Give the stretch of the data below from the line containing "where the waterfront" through the line containing "xmin=86 ymin=124 xmax=150 ymax=140" as a numbered list, leaving out any blank lines.

▶ ENTRIES:
<<<<
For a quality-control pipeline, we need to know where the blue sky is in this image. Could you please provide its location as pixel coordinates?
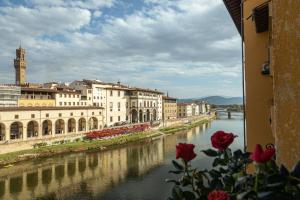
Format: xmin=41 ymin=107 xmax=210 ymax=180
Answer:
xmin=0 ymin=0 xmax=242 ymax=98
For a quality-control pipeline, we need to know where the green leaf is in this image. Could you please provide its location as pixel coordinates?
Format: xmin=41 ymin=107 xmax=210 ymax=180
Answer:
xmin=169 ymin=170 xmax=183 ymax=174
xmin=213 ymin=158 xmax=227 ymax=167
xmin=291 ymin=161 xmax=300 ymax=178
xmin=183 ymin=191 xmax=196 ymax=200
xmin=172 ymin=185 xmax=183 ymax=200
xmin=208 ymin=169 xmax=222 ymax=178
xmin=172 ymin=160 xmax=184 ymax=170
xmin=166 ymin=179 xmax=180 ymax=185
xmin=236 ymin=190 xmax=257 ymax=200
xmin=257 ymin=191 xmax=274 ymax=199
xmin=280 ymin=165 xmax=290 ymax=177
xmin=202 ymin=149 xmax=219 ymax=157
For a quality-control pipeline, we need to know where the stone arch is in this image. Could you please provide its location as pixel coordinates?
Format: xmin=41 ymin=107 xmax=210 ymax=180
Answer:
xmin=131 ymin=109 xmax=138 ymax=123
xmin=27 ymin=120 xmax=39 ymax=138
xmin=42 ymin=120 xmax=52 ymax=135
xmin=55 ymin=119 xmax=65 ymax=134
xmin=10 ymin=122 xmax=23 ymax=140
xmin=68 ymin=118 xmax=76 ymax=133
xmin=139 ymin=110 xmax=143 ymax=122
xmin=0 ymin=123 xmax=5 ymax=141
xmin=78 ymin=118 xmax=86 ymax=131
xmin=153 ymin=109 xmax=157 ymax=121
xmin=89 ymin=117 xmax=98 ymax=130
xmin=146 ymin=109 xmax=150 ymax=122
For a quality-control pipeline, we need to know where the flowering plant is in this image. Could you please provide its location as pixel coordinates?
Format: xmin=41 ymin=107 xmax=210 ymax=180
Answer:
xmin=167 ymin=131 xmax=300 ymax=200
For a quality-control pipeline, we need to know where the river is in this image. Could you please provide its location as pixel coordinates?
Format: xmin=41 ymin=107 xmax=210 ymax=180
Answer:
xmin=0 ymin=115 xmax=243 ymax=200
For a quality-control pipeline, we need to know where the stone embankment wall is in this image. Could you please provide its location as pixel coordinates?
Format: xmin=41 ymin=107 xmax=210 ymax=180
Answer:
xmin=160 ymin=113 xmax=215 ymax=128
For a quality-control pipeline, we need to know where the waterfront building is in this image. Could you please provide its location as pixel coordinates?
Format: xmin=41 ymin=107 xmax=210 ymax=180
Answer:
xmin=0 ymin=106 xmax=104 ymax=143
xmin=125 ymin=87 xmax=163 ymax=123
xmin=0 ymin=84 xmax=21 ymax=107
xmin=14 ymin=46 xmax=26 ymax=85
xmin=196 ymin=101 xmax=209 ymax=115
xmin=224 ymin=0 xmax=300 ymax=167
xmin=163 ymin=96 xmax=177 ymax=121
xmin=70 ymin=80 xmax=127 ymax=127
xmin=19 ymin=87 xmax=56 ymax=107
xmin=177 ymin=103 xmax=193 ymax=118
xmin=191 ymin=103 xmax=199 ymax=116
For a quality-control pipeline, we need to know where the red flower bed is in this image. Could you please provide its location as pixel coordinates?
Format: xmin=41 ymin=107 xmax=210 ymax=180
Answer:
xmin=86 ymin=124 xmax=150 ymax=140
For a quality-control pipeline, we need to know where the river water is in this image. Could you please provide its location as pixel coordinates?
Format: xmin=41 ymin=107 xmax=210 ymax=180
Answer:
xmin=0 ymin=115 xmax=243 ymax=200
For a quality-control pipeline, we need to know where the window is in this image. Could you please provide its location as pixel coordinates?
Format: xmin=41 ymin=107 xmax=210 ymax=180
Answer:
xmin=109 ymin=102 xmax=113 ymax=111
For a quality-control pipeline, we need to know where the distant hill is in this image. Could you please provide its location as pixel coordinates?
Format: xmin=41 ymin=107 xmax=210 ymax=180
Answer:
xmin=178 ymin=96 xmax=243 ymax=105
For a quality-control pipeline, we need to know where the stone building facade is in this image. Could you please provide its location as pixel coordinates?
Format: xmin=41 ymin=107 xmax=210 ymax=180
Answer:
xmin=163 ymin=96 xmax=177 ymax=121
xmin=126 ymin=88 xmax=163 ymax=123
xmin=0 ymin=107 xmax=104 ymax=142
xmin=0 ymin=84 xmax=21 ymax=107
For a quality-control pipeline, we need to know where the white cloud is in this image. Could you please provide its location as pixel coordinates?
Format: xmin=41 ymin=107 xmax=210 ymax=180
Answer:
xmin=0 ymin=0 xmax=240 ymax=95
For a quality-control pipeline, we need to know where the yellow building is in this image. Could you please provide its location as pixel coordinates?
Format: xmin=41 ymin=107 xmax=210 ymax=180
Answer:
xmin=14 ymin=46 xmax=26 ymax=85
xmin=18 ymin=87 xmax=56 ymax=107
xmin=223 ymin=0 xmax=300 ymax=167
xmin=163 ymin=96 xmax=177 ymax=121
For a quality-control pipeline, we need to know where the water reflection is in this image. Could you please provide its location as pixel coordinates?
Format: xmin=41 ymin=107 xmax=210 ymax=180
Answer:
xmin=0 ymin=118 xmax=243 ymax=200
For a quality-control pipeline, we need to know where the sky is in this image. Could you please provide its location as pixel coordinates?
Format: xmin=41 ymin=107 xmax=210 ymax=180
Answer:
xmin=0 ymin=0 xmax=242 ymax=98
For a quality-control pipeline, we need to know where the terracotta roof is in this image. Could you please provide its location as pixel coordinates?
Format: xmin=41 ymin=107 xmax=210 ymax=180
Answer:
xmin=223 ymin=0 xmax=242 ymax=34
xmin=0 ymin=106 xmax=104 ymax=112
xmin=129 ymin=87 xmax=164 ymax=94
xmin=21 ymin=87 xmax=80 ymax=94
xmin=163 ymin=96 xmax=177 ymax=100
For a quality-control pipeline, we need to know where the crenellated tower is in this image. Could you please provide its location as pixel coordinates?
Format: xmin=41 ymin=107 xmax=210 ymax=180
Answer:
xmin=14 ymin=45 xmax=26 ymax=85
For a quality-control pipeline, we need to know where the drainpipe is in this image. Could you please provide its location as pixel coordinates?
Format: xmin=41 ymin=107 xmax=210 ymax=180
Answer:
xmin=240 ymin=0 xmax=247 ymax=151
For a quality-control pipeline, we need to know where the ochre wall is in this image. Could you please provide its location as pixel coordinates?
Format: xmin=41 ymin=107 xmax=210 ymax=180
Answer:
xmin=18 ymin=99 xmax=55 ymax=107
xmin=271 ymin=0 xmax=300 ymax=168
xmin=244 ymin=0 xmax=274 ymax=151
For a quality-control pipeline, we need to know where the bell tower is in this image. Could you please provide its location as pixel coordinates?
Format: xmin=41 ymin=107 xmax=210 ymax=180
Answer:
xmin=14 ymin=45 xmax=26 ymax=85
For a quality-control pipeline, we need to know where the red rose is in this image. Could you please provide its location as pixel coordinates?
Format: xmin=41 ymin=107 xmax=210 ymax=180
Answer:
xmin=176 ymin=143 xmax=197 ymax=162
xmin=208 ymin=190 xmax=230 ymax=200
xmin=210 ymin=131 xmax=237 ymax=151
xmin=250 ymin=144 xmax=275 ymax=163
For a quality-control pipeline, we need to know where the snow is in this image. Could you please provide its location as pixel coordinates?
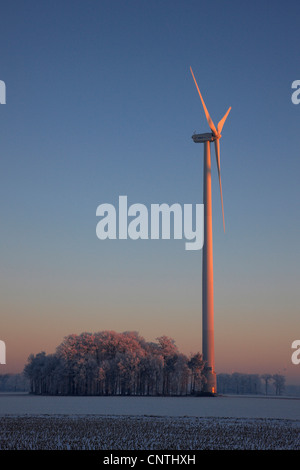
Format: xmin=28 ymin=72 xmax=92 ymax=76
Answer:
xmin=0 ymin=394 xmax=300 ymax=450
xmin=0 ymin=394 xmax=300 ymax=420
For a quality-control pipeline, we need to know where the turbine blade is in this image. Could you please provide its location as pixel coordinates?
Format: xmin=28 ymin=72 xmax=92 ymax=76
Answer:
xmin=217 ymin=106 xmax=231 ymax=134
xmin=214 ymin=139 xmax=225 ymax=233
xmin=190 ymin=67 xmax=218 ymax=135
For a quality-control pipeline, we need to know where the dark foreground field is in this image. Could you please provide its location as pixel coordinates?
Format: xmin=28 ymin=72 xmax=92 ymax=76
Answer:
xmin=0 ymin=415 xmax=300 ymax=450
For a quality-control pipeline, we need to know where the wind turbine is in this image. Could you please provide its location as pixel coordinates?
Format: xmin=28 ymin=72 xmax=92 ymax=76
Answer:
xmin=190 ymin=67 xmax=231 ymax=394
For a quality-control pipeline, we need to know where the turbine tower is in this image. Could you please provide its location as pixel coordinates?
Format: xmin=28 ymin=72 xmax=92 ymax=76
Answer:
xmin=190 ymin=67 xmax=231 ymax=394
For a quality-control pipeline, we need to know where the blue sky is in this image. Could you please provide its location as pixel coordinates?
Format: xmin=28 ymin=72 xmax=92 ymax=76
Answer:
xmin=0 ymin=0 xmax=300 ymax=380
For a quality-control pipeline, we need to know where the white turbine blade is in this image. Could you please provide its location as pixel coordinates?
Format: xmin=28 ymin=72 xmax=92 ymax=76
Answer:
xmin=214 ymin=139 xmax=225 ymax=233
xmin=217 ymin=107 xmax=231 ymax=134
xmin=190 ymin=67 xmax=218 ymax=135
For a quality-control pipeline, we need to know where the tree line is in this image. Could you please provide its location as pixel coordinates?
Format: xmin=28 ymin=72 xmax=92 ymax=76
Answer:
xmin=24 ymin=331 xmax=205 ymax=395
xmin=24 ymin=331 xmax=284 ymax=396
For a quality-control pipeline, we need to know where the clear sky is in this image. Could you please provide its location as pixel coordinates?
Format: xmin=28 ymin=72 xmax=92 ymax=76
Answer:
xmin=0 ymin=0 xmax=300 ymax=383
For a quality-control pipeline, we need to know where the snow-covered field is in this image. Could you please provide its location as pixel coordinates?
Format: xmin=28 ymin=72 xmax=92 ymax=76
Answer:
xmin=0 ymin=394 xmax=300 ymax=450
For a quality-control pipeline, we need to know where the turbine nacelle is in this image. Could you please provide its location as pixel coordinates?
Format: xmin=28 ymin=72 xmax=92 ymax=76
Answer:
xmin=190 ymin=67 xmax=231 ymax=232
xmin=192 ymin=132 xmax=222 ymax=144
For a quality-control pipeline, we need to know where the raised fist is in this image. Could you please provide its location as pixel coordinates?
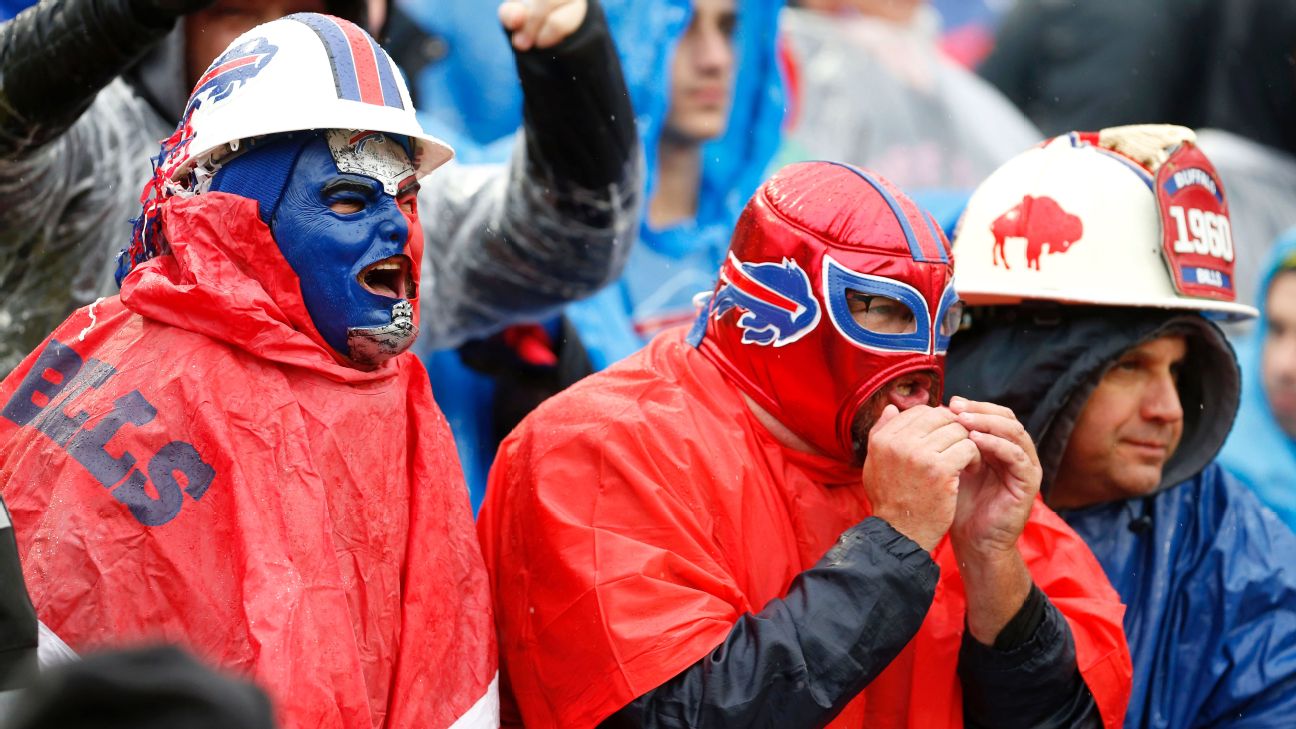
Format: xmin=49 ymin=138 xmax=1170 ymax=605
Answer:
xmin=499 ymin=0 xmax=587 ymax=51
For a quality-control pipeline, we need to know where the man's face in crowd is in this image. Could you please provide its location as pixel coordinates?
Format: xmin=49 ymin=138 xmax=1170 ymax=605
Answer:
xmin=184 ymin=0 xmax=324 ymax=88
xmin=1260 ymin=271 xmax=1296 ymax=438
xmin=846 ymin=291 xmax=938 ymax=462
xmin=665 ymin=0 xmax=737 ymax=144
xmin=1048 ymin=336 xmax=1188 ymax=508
>>>>
▶ RIGHT ANSWER:
1. For a quality-control pipeline, we need to know where the waterfront building is in this image. Could you please provide its location as pixel coordinates?
2. Format: xmin=41 ymin=107 xmax=210 ymax=180
3. Answer:
4. xmin=0 ymin=106 xmax=104 ymax=143
5. xmin=125 ymin=87 xmax=163 ymax=123
6. xmin=0 ymin=84 xmax=21 ymax=107
7. xmin=14 ymin=46 xmax=26 ymax=85
8. xmin=196 ymin=101 xmax=209 ymax=115
9. xmin=224 ymin=0 xmax=300 ymax=167
10. xmin=163 ymin=96 xmax=177 ymax=121
11. xmin=70 ymin=80 xmax=127 ymax=127
12. xmin=19 ymin=87 xmax=56 ymax=107
13. xmin=177 ymin=103 xmax=193 ymax=118
14. xmin=191 ymin=103 xmax=199 ymax=116
15. For a quality-control pipeline, we need to know where the red flower bed is in this image. Could you please provide its location as pixel coordinates?
16. Format: xmin=41 ymin=107 xmax=210 ymax=180
17. Answer:
18. xmin=86 ymin=124 xmax=150 ymax=140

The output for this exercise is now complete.